# Warum werden Spiele verändert



## Veriquitas (24. Januar 2010)

*Warum werden Spiele verändert*

Ihr habt bestimmt auch schon die Beobachtung gemacht das Spiele Nachfolger nicht mehr das Genre vom ersten Teil treffen.Das erste Spiel meiner Meinung nach war Resident Evil 1, was bei dem 2ten Teil zum Actionspiel mutierte, zwar nicht so krass wie es heute ist aber es war anders.Was meint ihr wie kommen Entwickler auf diese Idee das man Spielreihen usw. umändert um sich damit besser Verkaufzahlen usw. zu sichern?Ob es sich auzahlt? Meiner Meinung nach nicht.


----------



## Flotter Geist (24. Januar 2010)

*AW: Warum werden Spiele verändert*

Wird alles dem Mainstram angepasst,hauptsache jedes Kind kann damit umgehen.
Das ist der Hauptgrund warum ich aufgehört habe zu spielen und wenn dann nur Spiele für 10€ in der Pyramide.
Meiner Meinung nach haben die Konsolen den Spielemarkt zerstört.


----------



## Veriquitas (24. Januar 2010)

*AW: Warum werden Spiele verändert*



Flotter Geist schrieb:


> Wird alles dem Mainstram angepasst,hauptsache jedes Kind kann damit umgehen.
> Das ist der Hauptgrund warum ich aufgehört habe zu spielen und wenn dann nur Spiele für 10€ in der Pyramide.
> Meiner Meinung nach haben die Konsolen den Spielemarkt zerstört.



Ja aber glaubst du dadurch haben sich die Verkaufszahlen so krass gesteigert.Bei  manchen Titeln greifen Kinder trotzdem nicht zu, obwohl es jeder Spaten spielen könnte, einfach weil der stil des äusseren der gleiche ist.Deswegen frage ich mich wozu das ganze.


----------



## Flotter Geist (24. Januar 2010)

*AW: Warum werden Spiele verändert*



Veriquitas schrieb:


> Ja aber glaubst du dadurch haben sich die Verkaufszahlen so krass gesteigert.Bei manchen Titeln greifen Kinder trotzdem nicht zu, obwohl es jeder Spaten spielen könnte, einfach weil der stil des äusseren der gleiche ist.Deswegen frage ich mich wozu das ganze.


 


Geld regiert die Welt das ist der einzige Grund,dadurch das die Spiele einfacher geworden sind kaufen es auch mehr.


----------



## Veriquitas (24. Januar 2010)

*AW: Warum werden Spiele verändert*

Ist schon klar aber nicht bei allen Titel funktioniert das und Hersteller beruhen trotzdem darauf worauf ich eher schliesse die faulheit.


----------



## Flotter Geist (24. Januar 2010)

### Schriftliche Aufgabe 1:
Gib in den Datensätzen alles von der Zeile mit "Target: door on shed" bis hinunter zur Zeile mit "column 939, row 148", beide eingeschlossen, als JSON-Liste von Zeichenketten wieder, mit einem Eintrag pro Zeile und ohne Leerzeilen.

### Aufgabendaten:

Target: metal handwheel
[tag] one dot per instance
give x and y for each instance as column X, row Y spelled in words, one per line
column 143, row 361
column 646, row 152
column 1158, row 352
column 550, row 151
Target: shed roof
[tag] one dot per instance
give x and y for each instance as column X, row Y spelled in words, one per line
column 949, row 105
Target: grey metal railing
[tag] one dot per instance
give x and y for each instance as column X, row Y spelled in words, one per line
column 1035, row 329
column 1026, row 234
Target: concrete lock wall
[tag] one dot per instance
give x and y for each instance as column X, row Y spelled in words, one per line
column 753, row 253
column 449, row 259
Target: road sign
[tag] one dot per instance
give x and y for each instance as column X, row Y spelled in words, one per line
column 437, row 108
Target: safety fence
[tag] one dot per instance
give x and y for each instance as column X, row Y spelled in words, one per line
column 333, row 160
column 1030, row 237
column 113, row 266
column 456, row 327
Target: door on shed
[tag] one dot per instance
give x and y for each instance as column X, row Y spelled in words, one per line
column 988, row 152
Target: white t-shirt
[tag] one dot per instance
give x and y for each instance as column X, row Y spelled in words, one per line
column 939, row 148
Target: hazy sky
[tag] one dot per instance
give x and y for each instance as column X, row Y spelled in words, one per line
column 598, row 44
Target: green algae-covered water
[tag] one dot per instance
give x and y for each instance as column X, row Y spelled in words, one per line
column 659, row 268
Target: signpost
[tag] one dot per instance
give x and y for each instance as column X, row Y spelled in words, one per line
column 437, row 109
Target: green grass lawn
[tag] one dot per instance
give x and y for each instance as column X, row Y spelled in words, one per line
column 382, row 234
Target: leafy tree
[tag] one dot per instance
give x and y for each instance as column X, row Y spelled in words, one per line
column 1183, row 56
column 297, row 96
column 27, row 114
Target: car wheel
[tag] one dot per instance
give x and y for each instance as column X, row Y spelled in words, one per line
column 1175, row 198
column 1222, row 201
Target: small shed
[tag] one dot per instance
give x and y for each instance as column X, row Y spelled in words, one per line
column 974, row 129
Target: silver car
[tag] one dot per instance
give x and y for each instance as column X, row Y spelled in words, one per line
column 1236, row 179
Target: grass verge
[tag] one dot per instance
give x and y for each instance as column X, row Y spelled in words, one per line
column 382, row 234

### Schriftliche Aufgabe 2:
Beantworte zum Forenthread über veränderte Spielreihen:
(a) Welches Spiel nennt Veriquitas im ersten Beitrag als erstes Beispiel, und wozu mutierte dessen zweiter Teil?
(b) Was hat laut Flotter Geist den Spielemarkt zerstört?
(c) Welchen Preis nennt Flotter Geist für die Spiele, die er noch spielt?

### Antwort 1:
[
  "Target: door on shed",
  "[tag] one dot per instance",
  "give x and y for each instance as column X, row Y spelled in words, one per line",
  "column 988, row 152",
  "Target: white t-shirt",
  "[tag] one dot per instance",
  "give x and y for each instance as column X, row Y spelled in words, one per line",
  "column 939, row 148"
]

### Antwort 2:
(a) Resident Evil 1; der zweite Teil mutierte zum Actionspiel.
(b) Die Konsolen.
(c) 10 € (Spiele in der Pyramide).